● **TASK ITEM**: Reproduce the statistics exercise on race and unarmed police shootings word for word.

● **TEXT BLOCK**:
Therefore, if a person's race is independent of whether they were killed being unarmed then the percentage of black people that are killed while being unarmed should equal the percentage of blacks times the percentage of Unarmed. Let's check this. Multiply your answer to part a (percentage of blacks) by your answer to part b (percentage of unarmed).
Remember, the previous answer is only correct if the variables are Independent.
d) Now let's get the real percent that are Black and Unarmed by using the table?
If answer c is "significantly different" than answer d, then that means that there could be a different percentage of unarmed people being shot based on race. We will check this out later in the course.
Let's compare the percentage of unarmed shot for each race.
e) What percent are White and Unarmed?
f) What percent are Hispanic and Unarmed?
If you compare answers d, e and f it shows the highest percentage of unarmed people being shot is most likely white.
Why is that?
This is because there are more white people in the United States than any other race and therefore there are likely to be more white people in the table. Since there are more white people in the table, there most likely would be more white and unarmed people shot by police than any other race. This pulls the percentage of white and unarmed up. In addition, there most likely would be more white and armed shot by police. All the percentages for white people would be higher, because there are more white people. For example, the table contains very few Hispanic people, and the percentage of people in the table that were Hispanic and unarmed is the lowest percentage.

● **INFORMATION**:
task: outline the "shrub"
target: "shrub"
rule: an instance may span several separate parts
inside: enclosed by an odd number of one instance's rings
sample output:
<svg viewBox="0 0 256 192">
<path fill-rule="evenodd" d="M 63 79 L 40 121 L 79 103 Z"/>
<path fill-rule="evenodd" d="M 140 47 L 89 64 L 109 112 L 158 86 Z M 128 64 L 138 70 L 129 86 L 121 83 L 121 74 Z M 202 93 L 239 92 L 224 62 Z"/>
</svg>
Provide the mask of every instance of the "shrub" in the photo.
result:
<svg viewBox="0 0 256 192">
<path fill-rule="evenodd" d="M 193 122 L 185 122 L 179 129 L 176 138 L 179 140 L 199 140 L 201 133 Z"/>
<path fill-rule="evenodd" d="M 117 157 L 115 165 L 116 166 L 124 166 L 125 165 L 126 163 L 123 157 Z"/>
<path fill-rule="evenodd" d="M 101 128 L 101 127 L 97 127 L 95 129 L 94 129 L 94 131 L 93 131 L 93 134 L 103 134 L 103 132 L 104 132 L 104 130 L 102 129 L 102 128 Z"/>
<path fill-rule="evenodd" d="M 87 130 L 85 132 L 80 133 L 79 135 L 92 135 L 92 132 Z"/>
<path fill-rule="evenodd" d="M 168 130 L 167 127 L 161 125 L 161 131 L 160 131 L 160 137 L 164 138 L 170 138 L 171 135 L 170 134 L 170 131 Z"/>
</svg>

● **SOLVED PROBLEM**:
Therefore, if a person's race is independent of whether they were killed being unarmed then the percentage of black people that are killed while being unarmed should equal the percentage of blacks times the percentage of Unarmed. Let's check this. Multiply your answer to part a (percentage of blacks) by your answer to part b (percentage of unarmed).
Remember, the previous answer is only correct if the variables are Independent.
d) Now let's get the real percent that are Black and Unarmed by using the table?
If answer c is "significantly different" than answer d, then that means that there could be a different percentage of unarmed people being shot based on race. We will check this out later in the course.
Let's compare the percentage of unarmed shot for each race.
e) What percent are White and Unarmed?
f) What percent are Hispanic and Unarmed?
If you compare answers d, e and f it shows the highest percentage of unarmed people being shot is most likely white.
Why is that?
This is because there are more white people in the United States than any other race and therefore there are likely to be more white people in the table. Since there are more white people in the table, there most likely would be more white and unarmed people shot by police than any other race. This pulls the percentage of white and unarmed up. In addition, there most likely would be more white and armed shot by police. All the percentages for white people would be higher, because there are more white people. For example, the table contains very few Hispanic people, and the percentage of people in the table that were Hispanic and unarmed is the lowest percentage.